(DATA SUPPLIED begins)
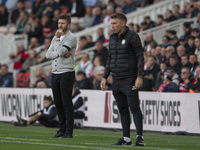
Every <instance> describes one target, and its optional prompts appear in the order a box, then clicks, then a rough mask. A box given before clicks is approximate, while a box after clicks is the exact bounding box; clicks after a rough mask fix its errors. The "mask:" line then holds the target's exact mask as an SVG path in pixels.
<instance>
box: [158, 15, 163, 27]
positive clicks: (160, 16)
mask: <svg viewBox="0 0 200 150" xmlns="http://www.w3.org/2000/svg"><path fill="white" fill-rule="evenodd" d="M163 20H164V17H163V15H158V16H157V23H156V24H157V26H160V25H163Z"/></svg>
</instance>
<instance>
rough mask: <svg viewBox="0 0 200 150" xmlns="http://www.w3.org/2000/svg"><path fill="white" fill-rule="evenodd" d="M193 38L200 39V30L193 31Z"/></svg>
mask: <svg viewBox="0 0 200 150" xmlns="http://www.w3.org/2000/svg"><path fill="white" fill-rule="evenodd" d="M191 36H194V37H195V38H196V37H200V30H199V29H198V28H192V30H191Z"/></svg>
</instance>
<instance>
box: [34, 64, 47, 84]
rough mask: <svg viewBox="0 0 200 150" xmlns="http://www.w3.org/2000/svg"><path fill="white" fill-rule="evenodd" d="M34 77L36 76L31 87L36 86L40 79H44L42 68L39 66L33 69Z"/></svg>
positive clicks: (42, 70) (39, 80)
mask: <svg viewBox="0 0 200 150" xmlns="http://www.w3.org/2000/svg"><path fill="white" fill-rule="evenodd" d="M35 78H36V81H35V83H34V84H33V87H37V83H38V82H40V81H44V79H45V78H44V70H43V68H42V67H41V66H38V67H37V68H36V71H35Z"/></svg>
(DATA SUPPLIED ends)
(DATA SUPPLIED begins)
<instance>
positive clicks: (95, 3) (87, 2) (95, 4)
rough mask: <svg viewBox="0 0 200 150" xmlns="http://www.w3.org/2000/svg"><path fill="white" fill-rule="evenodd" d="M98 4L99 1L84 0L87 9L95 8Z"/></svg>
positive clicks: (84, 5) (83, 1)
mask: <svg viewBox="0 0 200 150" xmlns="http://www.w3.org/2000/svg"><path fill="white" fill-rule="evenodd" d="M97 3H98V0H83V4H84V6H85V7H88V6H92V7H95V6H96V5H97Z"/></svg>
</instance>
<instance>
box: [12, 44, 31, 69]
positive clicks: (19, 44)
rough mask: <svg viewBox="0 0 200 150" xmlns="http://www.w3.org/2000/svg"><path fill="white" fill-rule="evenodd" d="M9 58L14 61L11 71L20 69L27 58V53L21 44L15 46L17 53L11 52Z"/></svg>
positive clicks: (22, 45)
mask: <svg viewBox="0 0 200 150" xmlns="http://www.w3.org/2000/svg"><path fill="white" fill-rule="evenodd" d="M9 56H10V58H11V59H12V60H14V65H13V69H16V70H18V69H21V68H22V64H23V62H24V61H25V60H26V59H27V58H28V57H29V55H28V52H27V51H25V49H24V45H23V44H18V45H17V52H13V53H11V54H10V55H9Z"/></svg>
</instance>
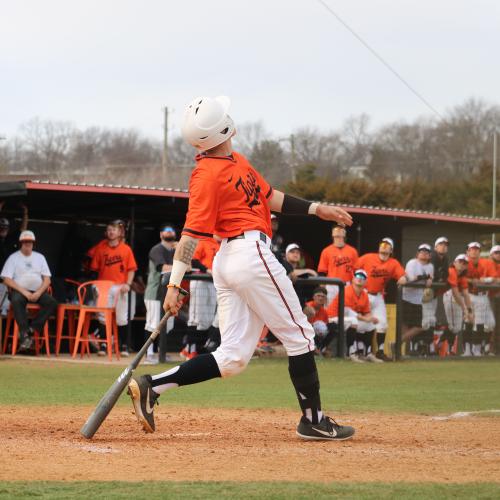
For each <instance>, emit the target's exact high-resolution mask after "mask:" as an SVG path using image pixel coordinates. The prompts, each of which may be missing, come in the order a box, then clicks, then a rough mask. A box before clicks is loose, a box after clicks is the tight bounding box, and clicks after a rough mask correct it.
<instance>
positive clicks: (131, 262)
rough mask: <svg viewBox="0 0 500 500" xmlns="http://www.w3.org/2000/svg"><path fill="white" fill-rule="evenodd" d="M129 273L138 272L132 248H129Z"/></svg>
(DATA SUPPLIED ends)
GOAL OF THE EXERCISE. Lines in the data that include the word "bounding" should all be copied.

SOLUTION BELOW.
Every <instance> describes one target, and its optional prompts appear in the order a box, then clicks, then a rough mask. A box given before clicks is approximate, while a box after clicks is the exact bounding box; clicks after a rough mask fix its errors. The "mask:" line then holds the target's exact mask as an SVG path in pixels.
For each <instance>, emit the target's exact high-resolution mask after "mask:" as an SVG path using image pixel coordinates. The prompts, each of which may be missing, come in the order a box, then clicks, then a rough mask. A box before clicks is loose, a box after clicks is the tight bounding box, and clicks after a rough mask correct it.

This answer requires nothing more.